**TRECHO FORNECIDO:**

◇ ◇ ◇ ◇ ◇

Portanto, mais de 4,5 milhões de mulheres no Brasil não têm garantias trabalhistas e, por isso, estão sujeitas a serem dispensadas durante o período do distanciamento social, sem indenização ou acesso ao seguro-desemprego. Dependem de negociações informais com o(s) empregador(es) para manter parcial ou integralmente os seus vencimentos, em caso de afastamento do trabalho. No caso do não afastamento, o trabalhador(a) terá que decidir se permanece trabalhando, o que o coloca em maior risco de contágio pela Covid-19, bem como os seus familiares. Uma decisão injusta, principalmente nesse momento em que não há oferta de empregos em grande parte dos setores da economia.

Uma das características do isolamento social é o aumento considerável do trabalho doméstico, devido à nova rotina (maior permanência em casa, mais refeições, cuidado das crianças que não estão frequentando as escolas, desafios educacionais para os filhos com atividades remotas, etc). A decisão de manter o trabalhador doméstico entre os patrões pode se dar em função da necessidade desse serviço e do rendimento do domicílio, apesar dos riscos.

◇ ◇ ◇ ◇ ◇

**CONJUNTO DE DADOS:**
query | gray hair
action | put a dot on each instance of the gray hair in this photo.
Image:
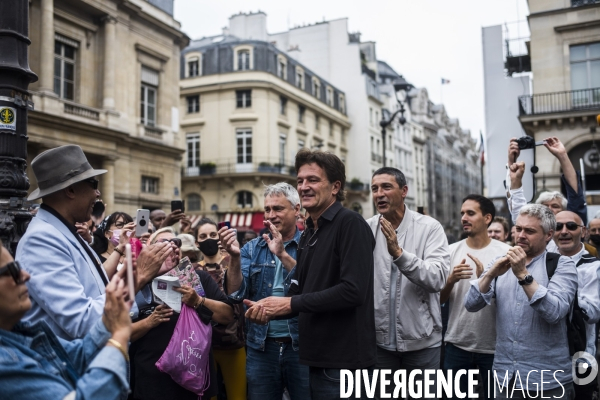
(543, 213)
(549, 196)
(283, 189)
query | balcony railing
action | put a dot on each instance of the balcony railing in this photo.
(232, 167)
(548, 103)
(81, 111)
(577, 3)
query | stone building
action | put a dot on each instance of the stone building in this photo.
(246, 109)
(108, 82)
(453, 169)
(565, 62)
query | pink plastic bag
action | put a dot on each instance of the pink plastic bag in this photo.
(186, 357)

◇ ◇ ◇ ◇ ◇

**OBJETIVO DO EXERCÍCIO:** Reproduza, por favor, a parte do trecho sobre o trabalho doméstico que começa em "Uma das características" e segue até "apesar dos riscos.". O material não tem relação com o trecho sobre o trabalho doméstico.

**RESPOSTA:**
Uma das características do isolamento social é o aumento considerável do trabalho doméstico, devido à nova rotina (maior permanência em casa, mais refeições, cuidado das crianças que não estão frequentando as escolas, desafios educacionais para os filhos com atividades remotas, etc). A decisão de manter o trabalhador doméstico entre os patrões pode se dar em função da necessidade desse serviço e do rendimento do domicílio, apesar dos riscos.